— Zu bearbeitende Aufgaben —
A. Gib aus dem Blogeintrag vom 19. Dezember 2011 den Abschnitt wortgetreu wieder, der mit „Aber wenn dann“ beginnt und mit „Heute nicht mehr.“ endet.
B. Setze den Blogeintrag vom 19. Dezember 2011 im Anschluss an seinen letzten Satz fort.

— Ausgangstext —
Montag, 19. Dezember 2011
Es hat mir die Sprache verschlagen
Sicher. Man könnte auch sagen, es wäre einfach eine ganz normale Erkältung. Die Freck, wie der Saarländer zu sagen pflegt.
Normalerweise kann ich mich auf mein Immunsystem wirklich gut verlassen. Es ist auch wirklich gut trainiert, werde ich schließlich tagtäglich mit verschnupften, hustenden oder auch magendarmgeschädigten Kindern konfrontiert. Dazu regelmäßig Vitamin C und Zink und der starke Glaube daran, dass all das zusammen prima hilft, gesund zu bleiben. That's it.
Normalerweise.
Normal.
Aber wenn dann plötzlich nichts mehr normal ist?
Sondern verrückt?
Nicht ich, aber die Mutter. Und ich einerseits das Gefühl habe, mich kümmern zu müssen, aber andererseits ganz genau meine Grenzen kenne. Und daher schmerzlich erkennen muss, dass ich mich gar nicht kümmern kann. Weil ich mich noch allzu gut an das letzte Mal erinnern kann. Als ich mich diesbezüglich übernommen hatte und dann selbst in der Depression endete. Damals hatte ich noch keine Kinder. Damals konnte ich ihn mir also noch irgendwie leisten, diesen Sumpf.
Heute nicht mehr.
Heute kann ich ihn mir nicht mehr leisten.
Heute ist die Verantwortung größer, die ich zu tragen habe.

— Bereitgestellte Auflistung —
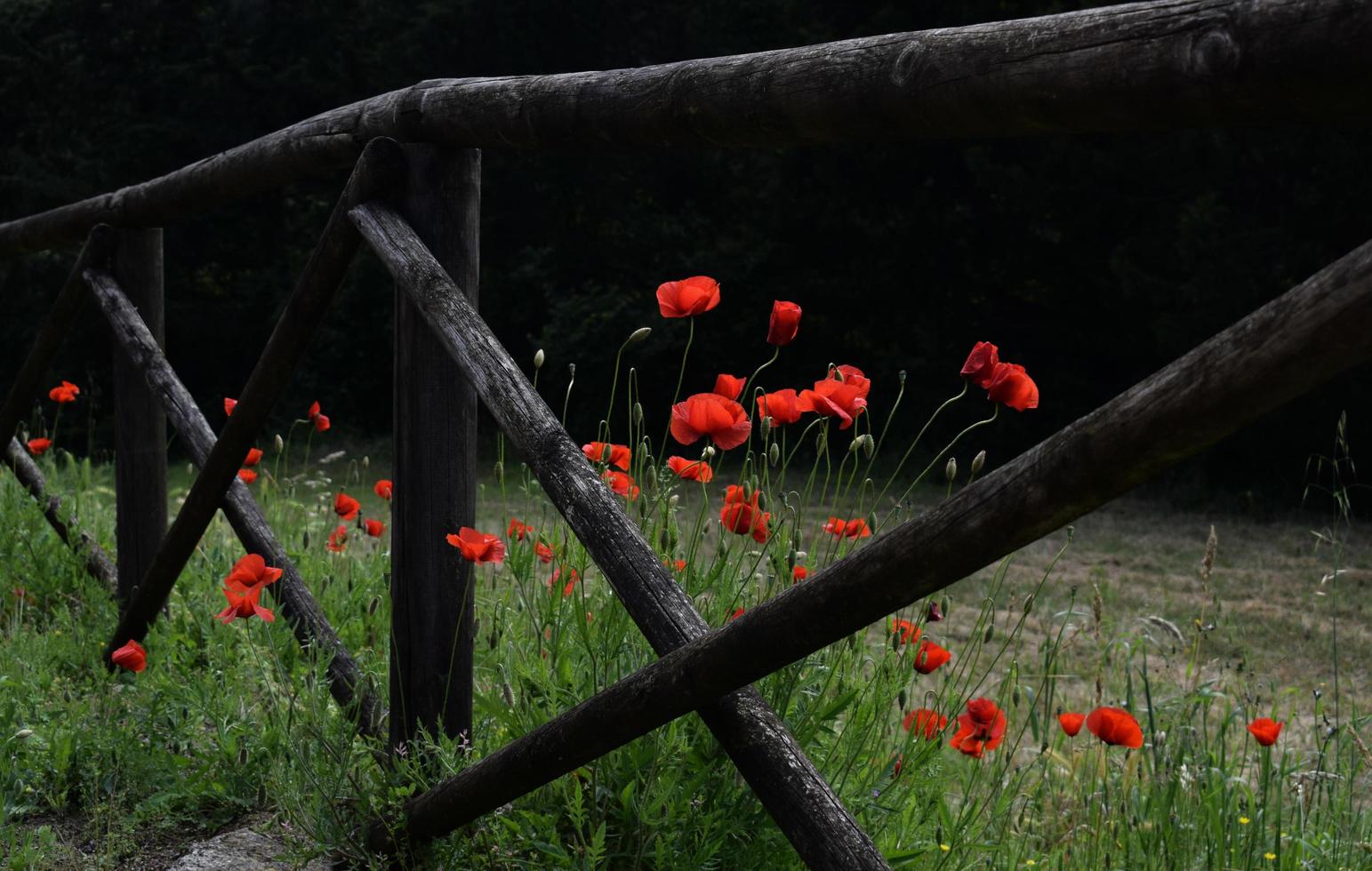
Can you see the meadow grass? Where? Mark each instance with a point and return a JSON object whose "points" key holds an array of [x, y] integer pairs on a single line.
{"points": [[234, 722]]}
==
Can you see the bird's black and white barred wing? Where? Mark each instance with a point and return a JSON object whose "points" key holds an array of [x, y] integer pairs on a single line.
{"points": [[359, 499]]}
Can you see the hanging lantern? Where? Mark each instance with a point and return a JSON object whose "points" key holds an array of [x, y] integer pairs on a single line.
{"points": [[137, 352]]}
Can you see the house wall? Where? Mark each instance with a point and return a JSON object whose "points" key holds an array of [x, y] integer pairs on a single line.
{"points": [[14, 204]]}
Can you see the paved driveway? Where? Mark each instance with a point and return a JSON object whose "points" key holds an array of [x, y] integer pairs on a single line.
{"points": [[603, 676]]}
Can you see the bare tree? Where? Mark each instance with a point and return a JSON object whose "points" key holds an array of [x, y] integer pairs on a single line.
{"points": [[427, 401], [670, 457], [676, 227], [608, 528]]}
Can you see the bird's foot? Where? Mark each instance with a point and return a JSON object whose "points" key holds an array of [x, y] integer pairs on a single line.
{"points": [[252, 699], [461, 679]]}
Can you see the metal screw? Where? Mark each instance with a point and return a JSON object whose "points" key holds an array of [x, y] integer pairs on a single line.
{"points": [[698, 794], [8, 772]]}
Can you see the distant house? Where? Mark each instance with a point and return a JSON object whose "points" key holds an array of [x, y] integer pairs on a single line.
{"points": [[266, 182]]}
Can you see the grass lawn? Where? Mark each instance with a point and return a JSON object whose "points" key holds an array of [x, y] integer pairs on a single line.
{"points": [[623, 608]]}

— Ergebnisse je Aufgabe —
A.
Aber wenn dann plötzlich nichts mehr normal ist?
Sondern verrückt?
Nicht ich, aber die Mutter. Und ich einerseits das Gefühl habe, mich kümmern zu müssen, aber andererseits ganz genau meine Grenzen kenne. Und daher schmerzlich erkennen muss, dass ich mich gar nicht kümmern kann. Weil ich mich noch allzu gut an das letzte Mal erinnern kann. Als ich mich diesbezüglich übernommen hatte und dann selbst in der Depression endete. Damals hatte ich noch keine Kinder. Damals konnte ich ihn mir also noch irgendwie leisten, diesen Sumpf.
Heute nicht mehr.

B.
Verantwortung nicht nur für mich, sondern auch für die Kinder.
Dennoch ein denkbar schlechtes Gewissen der Mutter gegenüber. Und das Wissen darum, wie schrecklich es dort ist, wo sie jetzt ist. Und wie schrecklich es für sie sein muss. Aber ich kann nicht. Ich halte das nicht aus. Es ist zu viel für mich. Und im Gegensatz zu meinem Bruder möchte und muss ich es überleben.
Das einzige, was ich tun konnte von hier aus, waren Telefonate. Und selbst diese waren für mich Überforderung genug. Und ich merkte, dass ich selbst mit diesen Telefonaten aufhören musste. Dass ich aufhören musste, mich zu kümmern.
Ob ich es tatsächlich so konsequent durchgezogen hätte, wäre mir nicht diese Bronchitits und der damit einhergehende Stimmverlust hilfreich zur Seite gesprungen, ich weiß es nicht. Deute es nun aber als Zeichen, genau das zu tun. Mich rauszuhalten. Endlich. Und mich ausschließlich meinem eigenen Leben, das ich mir mühsam genug aufgebaut habe und dem meiner Kinder zu widmen.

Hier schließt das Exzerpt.